::: Provided information :::

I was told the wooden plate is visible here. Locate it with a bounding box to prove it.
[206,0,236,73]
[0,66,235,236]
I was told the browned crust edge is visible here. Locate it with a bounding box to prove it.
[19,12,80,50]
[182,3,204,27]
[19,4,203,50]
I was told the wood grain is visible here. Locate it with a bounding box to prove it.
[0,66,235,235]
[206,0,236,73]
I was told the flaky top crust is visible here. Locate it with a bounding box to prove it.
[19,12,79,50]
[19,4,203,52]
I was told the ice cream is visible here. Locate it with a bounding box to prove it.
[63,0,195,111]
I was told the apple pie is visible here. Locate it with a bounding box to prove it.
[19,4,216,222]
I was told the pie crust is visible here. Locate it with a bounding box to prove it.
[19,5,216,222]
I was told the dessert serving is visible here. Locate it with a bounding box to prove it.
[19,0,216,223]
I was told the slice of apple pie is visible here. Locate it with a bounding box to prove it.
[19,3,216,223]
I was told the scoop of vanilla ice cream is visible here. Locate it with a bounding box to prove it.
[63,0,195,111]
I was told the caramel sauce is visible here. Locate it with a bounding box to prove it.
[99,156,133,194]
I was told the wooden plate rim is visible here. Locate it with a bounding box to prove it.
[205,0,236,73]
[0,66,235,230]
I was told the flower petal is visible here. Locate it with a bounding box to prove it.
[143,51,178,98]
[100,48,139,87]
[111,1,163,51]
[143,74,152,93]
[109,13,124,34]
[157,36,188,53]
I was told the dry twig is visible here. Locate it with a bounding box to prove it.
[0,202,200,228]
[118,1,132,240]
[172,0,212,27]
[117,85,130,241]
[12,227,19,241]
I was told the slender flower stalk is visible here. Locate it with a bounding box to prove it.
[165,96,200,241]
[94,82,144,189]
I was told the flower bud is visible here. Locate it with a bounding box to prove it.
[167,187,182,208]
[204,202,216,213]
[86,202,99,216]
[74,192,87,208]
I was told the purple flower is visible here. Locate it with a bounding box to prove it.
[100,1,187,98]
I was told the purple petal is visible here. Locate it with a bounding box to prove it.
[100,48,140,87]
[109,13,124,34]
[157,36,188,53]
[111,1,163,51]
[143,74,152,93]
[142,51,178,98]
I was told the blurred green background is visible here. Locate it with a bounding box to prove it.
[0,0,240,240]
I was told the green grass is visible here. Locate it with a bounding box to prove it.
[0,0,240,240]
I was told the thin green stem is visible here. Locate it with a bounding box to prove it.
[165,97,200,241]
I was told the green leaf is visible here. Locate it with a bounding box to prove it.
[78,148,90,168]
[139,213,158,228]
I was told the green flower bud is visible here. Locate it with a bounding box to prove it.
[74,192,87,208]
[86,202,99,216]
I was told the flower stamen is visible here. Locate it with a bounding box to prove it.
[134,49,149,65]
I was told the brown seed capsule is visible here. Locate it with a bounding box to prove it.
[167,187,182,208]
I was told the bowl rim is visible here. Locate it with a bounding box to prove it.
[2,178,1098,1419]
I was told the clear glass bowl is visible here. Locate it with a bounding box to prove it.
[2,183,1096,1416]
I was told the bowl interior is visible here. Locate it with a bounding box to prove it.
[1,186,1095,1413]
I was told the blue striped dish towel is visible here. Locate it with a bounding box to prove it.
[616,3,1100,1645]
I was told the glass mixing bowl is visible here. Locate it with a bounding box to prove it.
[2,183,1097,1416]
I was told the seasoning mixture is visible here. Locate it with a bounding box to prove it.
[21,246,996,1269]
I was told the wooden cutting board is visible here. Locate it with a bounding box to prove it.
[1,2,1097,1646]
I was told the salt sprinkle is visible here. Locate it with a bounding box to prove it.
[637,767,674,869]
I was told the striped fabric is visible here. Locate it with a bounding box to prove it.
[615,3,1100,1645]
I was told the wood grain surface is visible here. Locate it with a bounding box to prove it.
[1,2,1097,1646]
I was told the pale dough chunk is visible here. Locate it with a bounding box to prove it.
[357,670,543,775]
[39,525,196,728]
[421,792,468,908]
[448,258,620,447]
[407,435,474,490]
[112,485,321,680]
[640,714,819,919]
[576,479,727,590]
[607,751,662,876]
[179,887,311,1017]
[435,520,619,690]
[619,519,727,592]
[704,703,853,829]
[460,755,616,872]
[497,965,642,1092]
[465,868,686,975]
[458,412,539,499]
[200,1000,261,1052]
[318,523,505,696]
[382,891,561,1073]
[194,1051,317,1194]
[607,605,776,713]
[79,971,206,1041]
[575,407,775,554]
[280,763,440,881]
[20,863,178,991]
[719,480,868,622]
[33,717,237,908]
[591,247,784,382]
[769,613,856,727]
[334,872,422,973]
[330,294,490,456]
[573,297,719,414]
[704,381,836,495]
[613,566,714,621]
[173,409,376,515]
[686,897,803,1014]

:::

### Aim of the exercise
Line by line, restate the data exactly.

### Your solution
I was told the wooden plate is visible here. Locate it with a bounding box to prove it.
[206,0,236,73]
[0,66,235,236]
I was told the browned crust edge is visible here. Locate it with a bounding box to prove it.
[19,12,80,50]
[182,3,204,27]
[19,4,203,50]
I was told the wood grain is visible here. Locate it with a bounding box to prove it.
[0,66,235,235]
[206,0,236,73]
I was told the flaky top crust is visible here. Locate it with a bounding box to prove it.
[19,12,79,50]
[19,4,203,52]
I was told the ice cream is visible here. Locate it with a bounding box to prove it.
[63,0,195,111]
I was told the apple pie is visible here. Locate it with a bounding box to prove it.
[19,4,216,222]
I was told the pie crust is visible here. Locate it with a bounding box to prove it.
[19,5,216,222]
I was told the dessert serving is visible here. Locate it with a bounding box to prove it.
[19,0,216,223]
I was told the slice of apple pie is visible here. Locate it with a bounding box to prove it.
[19,3,216,223]
I was told the scoop of vanilla ice cream is visible here. Locate it with a bounding box to prove it.
[63,0,195,111]
I was told the caramel sauce is visible here. Locate it with a bounding box to prove it.
[99,156,133,194]
I was told the wooden plate rim is visible here. Locate it with a bounding box to prove it.
[205,0,236,73]
[0,66,235,230]
I was told the flower petal is visible here. Locate it with a bounding box to prove it.
[143,51,178,98]
[100,48,139,87]
[111,1,163,51]
[143,74,152,93]
[109,13,124,34]
[157,36,188,53]
I was told the dry twig is visible here. Locate it with a bounding box to prove it.
[0,202,200,228]
[118,1,132,240]
[172,0,212,27]
[117,85,130,241]
[12,227,19,241]
I was told the slender flower stalk is visible here. Locate it with a bounding box to prove it.
[165,96,200,241]
[94,82,144,189]
I was told the flower bud is visible here. Locate it with a bounding box to prove it.
[167,187,182,208]
[204,202,216,213]
[86,202,99,216]
[74,192,87,208]
I was told the purple flower is visible here. Locate it with a bounding box to prove it.
[100,1,187,98]
I was told the purple petal is visible here. Locate it with a bounding box to prove it.
[100,48,140,87]
[109,13,124,34]
[157,36,188,53]
[111,1,163,51]
[143,74,152,93]
[142,51,178,98]
I was told the blurred green background is visible here. Locate it with a bounding box to prove it.
[0,0,240,240]
I was told the green grass is visible here. Locate it with a bounding box to prove it.
[0,0,240,240]
I was told the thin green stem is visible here. Locate it with a bounding box to prove it.
[165,97,200,241]
I was told the green leaf is visible here. Locate it with a bounding box to prove it.
[78,148,90,168]
[139,213,158,228]
I was told the green flower bud is visible here. Locate it with a bounding box to prove it.
[74,192,87,208]
[86,202,99,216]
I was told the flower stamen is visible here. Locate it with a bounding box to prove it.
[134,49,149,65]
I was told the brown seed capsule is visible here. Locate it with a bounding box to prove it.
[167,187,182,208]
I was told the bowl rim is visible here. Locate it with a bounding box to prove it.
[2,178,1098,1419]
I was told the clear glass bowl is visible here. Locate it with a bounding box to prove it.
[2,183,1096,1416]
I was told the bowl interior is visible here. Locate it with a bounding box to prove it.
[1,186,1095,1413]
I was told the blue striped dish towel is visible here. Locate it with a bounding box to prove it.
[616,3,1100,1645]
I was told the glass mixing bowl is visible here. Locate it with a bounding box to prove it.
[2,183,1097,1416]
I was told the seasoning mixture is visible here. Locate it with a bounding box to prove it.
[21,246,996,1269]
I was told the wooden cutting board is visible here. Locate it with a bounding box to prove it.
[1,2,1097,1646]
I was told the salt sprinkle is visible here. Locate it with a bounding box to prove it.
[637,767,674,869]
I was told the striped fabric is visible here. Locate it with a bounding box to prove it.
[615,3,1100,1645]
I was told the wood grain surface is visible here. Locate it with a bounding box to prove it.
[1,2,1097,1646]
I was told the pale dough chunk is visible here. Locate it with a bounding box to prove it.
[357,670,543,775]
[39,525,196,728]
[421,792,468,908]
[448,258,620,447]
[407,435,474,490]
[112,485,321,680]
[640,714,819,919]
[576,479,727,590]
[607,751,662,876]
[179,887,311,1017]
[435,520,619,690]
[619,519,727,592]
[704,703,853,829]
[460,755,616,872]
[497,965,642,1092]
[465,868,686,975]
[458,412,539,499]
[200,1000,261,1052]
[318,523,505,696]
[382,891,561,1073]
[194,1051,317,1194]
[607,605,776,713]
[79,971,206,1041]
[575,407,775,554]
[280,763,440,881]
[20,863,178,991]
[719,480,868,622]
[33,717,237,908]
[591,247,784,382]
[769,613,856,727]
[334,872,422,973]
[330,294,490,456]
[573,297,719,414]
[704,381,836,495]
[613,566,714,621]
[173,409,376,515]
[686,897,803,1014]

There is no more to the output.